▶ [Object location annotation data]:
.....
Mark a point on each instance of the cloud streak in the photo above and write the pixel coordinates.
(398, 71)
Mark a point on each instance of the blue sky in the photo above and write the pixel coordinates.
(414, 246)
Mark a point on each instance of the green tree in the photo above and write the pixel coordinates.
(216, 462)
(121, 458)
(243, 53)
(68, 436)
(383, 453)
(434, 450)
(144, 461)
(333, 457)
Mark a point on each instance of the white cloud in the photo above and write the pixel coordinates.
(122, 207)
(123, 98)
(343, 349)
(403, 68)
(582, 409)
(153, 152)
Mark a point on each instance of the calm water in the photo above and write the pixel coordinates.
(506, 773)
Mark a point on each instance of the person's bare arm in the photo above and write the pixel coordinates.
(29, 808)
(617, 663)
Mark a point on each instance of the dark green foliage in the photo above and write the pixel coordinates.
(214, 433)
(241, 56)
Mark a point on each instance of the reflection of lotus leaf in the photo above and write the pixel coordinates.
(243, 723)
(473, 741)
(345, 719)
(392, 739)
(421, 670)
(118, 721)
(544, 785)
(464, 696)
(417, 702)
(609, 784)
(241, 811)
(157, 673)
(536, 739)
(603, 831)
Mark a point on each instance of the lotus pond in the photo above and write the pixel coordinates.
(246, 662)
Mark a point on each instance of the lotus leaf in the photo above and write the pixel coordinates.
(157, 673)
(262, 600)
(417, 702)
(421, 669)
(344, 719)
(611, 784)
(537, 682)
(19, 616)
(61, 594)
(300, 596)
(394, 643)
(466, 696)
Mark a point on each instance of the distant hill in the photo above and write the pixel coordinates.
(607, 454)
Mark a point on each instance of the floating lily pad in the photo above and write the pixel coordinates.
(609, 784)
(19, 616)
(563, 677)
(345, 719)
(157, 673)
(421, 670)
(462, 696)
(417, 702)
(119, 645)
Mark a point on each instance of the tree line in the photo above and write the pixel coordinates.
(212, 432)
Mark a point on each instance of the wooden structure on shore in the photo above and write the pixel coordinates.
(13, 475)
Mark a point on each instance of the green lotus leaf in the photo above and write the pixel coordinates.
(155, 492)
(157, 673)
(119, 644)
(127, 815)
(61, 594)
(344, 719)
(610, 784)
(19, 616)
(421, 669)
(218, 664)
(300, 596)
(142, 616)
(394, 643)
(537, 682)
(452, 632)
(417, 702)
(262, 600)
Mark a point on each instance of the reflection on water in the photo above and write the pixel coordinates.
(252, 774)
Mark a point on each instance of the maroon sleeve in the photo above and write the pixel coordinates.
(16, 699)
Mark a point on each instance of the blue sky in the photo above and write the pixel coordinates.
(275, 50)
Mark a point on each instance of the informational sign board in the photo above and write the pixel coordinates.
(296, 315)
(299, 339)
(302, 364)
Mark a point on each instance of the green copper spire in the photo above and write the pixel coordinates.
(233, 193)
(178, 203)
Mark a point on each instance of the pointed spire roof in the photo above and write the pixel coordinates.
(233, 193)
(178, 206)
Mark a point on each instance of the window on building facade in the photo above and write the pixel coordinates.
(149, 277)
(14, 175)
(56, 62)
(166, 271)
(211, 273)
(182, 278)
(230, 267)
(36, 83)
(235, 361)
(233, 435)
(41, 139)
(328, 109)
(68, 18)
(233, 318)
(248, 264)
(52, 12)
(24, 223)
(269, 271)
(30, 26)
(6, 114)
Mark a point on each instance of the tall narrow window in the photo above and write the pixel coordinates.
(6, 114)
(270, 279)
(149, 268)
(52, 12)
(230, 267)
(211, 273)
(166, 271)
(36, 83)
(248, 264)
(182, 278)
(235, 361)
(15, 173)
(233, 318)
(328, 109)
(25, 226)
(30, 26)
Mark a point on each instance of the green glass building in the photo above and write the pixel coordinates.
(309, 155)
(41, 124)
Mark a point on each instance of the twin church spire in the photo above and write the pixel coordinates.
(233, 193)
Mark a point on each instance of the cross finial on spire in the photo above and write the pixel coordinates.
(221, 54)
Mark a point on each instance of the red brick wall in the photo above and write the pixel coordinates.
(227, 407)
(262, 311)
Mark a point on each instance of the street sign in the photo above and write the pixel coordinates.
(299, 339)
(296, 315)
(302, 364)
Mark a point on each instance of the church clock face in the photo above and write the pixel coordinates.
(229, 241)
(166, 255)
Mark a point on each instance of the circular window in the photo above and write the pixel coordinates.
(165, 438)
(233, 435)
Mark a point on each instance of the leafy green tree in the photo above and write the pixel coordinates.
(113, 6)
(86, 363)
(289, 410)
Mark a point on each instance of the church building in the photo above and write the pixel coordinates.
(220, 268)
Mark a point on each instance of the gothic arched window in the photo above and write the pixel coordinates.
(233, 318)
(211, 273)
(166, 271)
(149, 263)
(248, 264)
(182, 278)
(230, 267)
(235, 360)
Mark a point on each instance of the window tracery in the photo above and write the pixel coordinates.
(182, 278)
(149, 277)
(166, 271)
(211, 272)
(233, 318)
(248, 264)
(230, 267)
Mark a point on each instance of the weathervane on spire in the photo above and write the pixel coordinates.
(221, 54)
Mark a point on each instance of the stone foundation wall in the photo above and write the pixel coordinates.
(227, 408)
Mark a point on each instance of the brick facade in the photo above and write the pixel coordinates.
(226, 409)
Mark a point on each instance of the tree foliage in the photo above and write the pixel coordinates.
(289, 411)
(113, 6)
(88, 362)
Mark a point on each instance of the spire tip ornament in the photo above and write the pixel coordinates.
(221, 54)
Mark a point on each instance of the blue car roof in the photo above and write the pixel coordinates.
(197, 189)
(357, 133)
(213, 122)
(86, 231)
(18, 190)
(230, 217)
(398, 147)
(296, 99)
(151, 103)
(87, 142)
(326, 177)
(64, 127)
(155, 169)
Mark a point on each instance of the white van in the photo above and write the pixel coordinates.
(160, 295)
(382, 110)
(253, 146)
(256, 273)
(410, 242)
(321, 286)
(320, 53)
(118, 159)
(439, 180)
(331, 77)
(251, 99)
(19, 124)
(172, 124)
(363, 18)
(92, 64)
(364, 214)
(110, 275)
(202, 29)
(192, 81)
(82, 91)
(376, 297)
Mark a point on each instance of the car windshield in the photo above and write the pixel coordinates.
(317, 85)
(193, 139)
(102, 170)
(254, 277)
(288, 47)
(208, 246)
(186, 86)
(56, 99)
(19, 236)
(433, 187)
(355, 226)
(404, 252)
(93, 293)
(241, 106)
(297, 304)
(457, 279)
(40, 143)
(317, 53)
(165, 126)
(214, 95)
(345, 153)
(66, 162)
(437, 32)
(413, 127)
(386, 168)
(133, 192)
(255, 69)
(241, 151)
.....
▶ [AIM OF THE EXERCISE]: Return the whole listing exactly.

▶ [COMPLETE ANSWER]:
Mark a point on each instance of the cloud streak in the photo above and write the pixel coordinates.
(398, 71)
Mark a point on each instance of the blue sky in the photo above and write the pixel coordinates.
(414, 246)
Mark a point on each instance of the green tree in the photo above and write the pixel coordinates.
(216, 462)
(121, 458)
(243, 53)
(68, 436)
(383, 453)
(434, 450)
(144, 461)
(333, 457)
Mark a point on each instance of the white cloud in the photo above and write the pixel coordinates.
(122, 207)
(123, 98)
(343, 349)
(403, 68)
(582, 409)
(153, 152)
Mark a point on each instance of the calm water in the photo above and write the pixel coordinates.
(506, 773)
Mark a point on each instance of the person's bare arm in the photo above and write the pixel coordinates.
(29, 808)
(617, 663)
Mark a point on each instance of the dark green foliage in the photo above and write the pixel coordinates.
(214, 433)
(241, 56)
Mark a point on each instance of the reflection of lotus leaf in the photo above and write the pixel coordinates.
(243, 723)
(473, 741)
(345, 719)
(392, 739)
(421, 670)
(118, 721)
(544, 785)
(464, 696)
(417, 702)
(609, 784)
(241, 811)
(157, 673)
(536, 739)
(603, 831)
Mark a point on each instance of the lotus pond in the photo above and write the pixel coordinates.
(246, 662)
Mark a point on each instance of the lotus leaf in the photo above and write the pixel coordinates.
(157, 673)
(262, 600)
(417, 702)
(421, 669)
(344, 719)
(611, 784)
(537, 682)
(19, 616)
(61, 594)
(300, 596)
(394, 643)
(466, 696)
Mark a point on each instance of the distant hill in the photo above and write the pixel coordinates.
(607, 454)
Mark a point on each instance of the floating lily pad in the photo above and write the pixel coordinates.
(609, 784)
(19, 616)
(563, 677)
(345, 719)
(157, 673)
(421, 670)
(462, 696)
(417, 702)
(119, 645)
Mark a point on each instance of the tree line in the photo above and write the pixel coordinates.
(212, 432)
Mark a point on each instance of the wooden structure on shore in the photo above and write the pixel coordinates.
(13, 475)
Mark a point on each instance of the green lotus leaf in the photo above and write the pixel coordinates.
(155, 492)
(157, 673)
(119, 644)
(127, 815)
(61, 594)
(344, 719)
(610, 784)
(19, 616)
(421, 669)
(218, 664)
(300, 596)
(142, 616)
(394, 643)
(537, 682)
(452, 632)
(417, 702)
(262, 600)
Mark a point on each instance of the reflection on water in the photo above and write the pixel coordinates.
(252, 774)
Mark a point on each instance of the maroon sleeve in the photo above and write the pixel coordinates.
(16, 699)
Mark a point on each instance of the blue sky in the photo above and write the pixel coordinates.
(275, 50)
Mark a point on each instance of the informational sign board in the photo above and write the pixel coordinates.
(296, 315)
(299, 339)
(302, 364)
Mark a point on each instance of the green copper spire in the photo above and write the pixel coordinates.
(233, 193)
(178, 203)
Mark a point on each instance of the pointed spire roof in the photo above and write the pixel coordinates.
(233, 193)
(178, 206)
Mark a point on each instance of the window on building facade in the photo above and write the pixel coordinates.
(149, 277)
(14, 175)
(56, 62)
(166, 271)
(211, 273)
(182, 278)
(230, 267)
(36, 83)
(235, 361)
(233, 435)
(41, 139)
(328, 109)
(68, 18)
(233, 318)
(248, 264)
(52, 12)
(24, 223)
(269, 271)
(30, 26)
(6, 114)
Mark a point on each instance of the tall narrow window in the photo above and write the pixel coordinates.
(6, 114)
(270, 279)
(149, 268)
(52, 12)
(230, 267)
(211, 273)
(166, 271)
(36, 83)
(248, 264)
(182, 278)
(235, 361)
(15, 173)
(233, 318)
(328, 109)
(25, 226)
(30, 26)
Mark a point on each instance of the green glass building in the photo above and write the pixel coordinates.
(309, 155)
(41, 124)
Mark a point on each instance of the twin church spire in the photo above and write the pixel coordinates.
(233, 193)
Mark a point on each instance of the cross finial on spire in the photo above and write the pixel coordinates.
(221, 54)
Mark a point on each instance of the red brick wall in the photo above and write the pixel coordinates.
(227, 407)
(262, 311)
Mark a point on each instance of the street sign in the photo above and write the pixel coordinates.
(299, 339)
(296, 315)
(302, 364)
Mark a point on each instance of the church clock face in the photo above and write the pixel coordinates.
(229, 241)
(166, 255)
Mark a point on each instance of the circular window in the photo above and write the pixel coordinates.
(165, 438)
(233, 435)
Mark a point on each instance of the leafy green tree in the photo above and write the pixel coordinates.
(113, 6)
(86, 363)
(289, 410)
Mark a point on each instance of the church building in the photo above and write the pixel coordinates.
(220, 268)
Mark a point on each instance of the gothic arched window in the photo above and write the pixel coordinates.
(233, 318)
(211, 273)
(166, 271)
(149, 263)
(248, 264)
(182, 278)
(230, 267)
(235, 360)
Mark a point on each instance of the window tracery in the photo above and write the pixel coordinates.
(182, 278)
(149, 277)
(166, 271)
(211, 272)
(233, 318)
(248, 264)
(230, 267)
Mark a point on each instance of the weathervane on spire in the photo above and write the pixel coordinates.
(221, 54)
Mark a point on each instance of the stone foundation wall in the photo above and write the pixel coordinates.
(227, 408)
Mark a point on each instance of the brick facade in the photo above and write the pixel coordinates.
(226, 409)
Mark a point on each instance of the tree foliage in the photo above and write the pixel coordinates.
(289, 411)
(113, 6)
(88, 362)
Mark a point on each instance of the spire tip ornament in the photo above and write the pixel coordinates.
(221, 54)
Mark a point on each instance of the blue car roof in the photo above and write the pixel coordinates.
(197, 189)
(357, 133)
(213, 122)
(86, 231)
(18, 190)
(230, 217)
(398, 147)
(296, 99)
(151, 103)
(87, 142)
(326, 177)
(64, 127)
(155, 169)
Mark a point on each instance of the white van in the photo above and write the pixel coordinates.
(160, 295)
(382, 110)
(253, 146)
(256, 273)
(410, 242)
(321, 286)
(320, 53)
(118, 159)
(439, 180)
(331, 77)
(251, 99)
(19, 124)
(172, 124)
(363, 18)
(92, 64)
(364, 214)
(110, 275)
(202, 29)
(192, 81)
(82, 91)
(376, 297)
Mark a point on each instance of the car windshield in the photo above and write the pixel coordinates.
(317, 85)
(193, 139)
(102, 170)
(254, 277)
(288, 47)
(208, 246)
(186, 86)
(56, 99)
(19, 236)
(433, 187)
(355, 226)
(404, 252)
(93, 293)
(241, 106)
(297, 304)
(457, 279)
(40, 143)
(317, 53)
(165, 126)
(214, 95)
(345, 153)
(66, 162)
(437, 32)
(413, 127)
(386, 168)
(133, 192)
(255, 69)
(241, 151)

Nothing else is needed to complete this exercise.